Work item
Copy every line of the records that includes the word "instance".

Data to use
= = =

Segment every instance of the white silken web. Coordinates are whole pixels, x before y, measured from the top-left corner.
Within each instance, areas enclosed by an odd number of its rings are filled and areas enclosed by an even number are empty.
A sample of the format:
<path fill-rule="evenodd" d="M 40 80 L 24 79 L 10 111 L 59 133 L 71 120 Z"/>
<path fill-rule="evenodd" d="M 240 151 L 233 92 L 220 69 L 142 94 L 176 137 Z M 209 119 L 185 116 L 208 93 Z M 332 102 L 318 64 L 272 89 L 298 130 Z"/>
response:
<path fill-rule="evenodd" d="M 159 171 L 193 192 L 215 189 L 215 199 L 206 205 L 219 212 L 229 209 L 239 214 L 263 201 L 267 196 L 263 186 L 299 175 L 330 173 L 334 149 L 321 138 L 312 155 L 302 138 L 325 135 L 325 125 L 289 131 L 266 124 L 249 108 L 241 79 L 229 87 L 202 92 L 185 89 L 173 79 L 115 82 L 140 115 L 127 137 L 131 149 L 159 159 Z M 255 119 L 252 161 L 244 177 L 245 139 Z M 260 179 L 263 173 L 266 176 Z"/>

= = =

The answer
Segment every instance of the white silken web. Coordinates are whole pixels, x before y, measured from the top-left corner.
Within each instance, areas enclosed by an odd number of its rings are filled and areas enclosed by an even number are empty.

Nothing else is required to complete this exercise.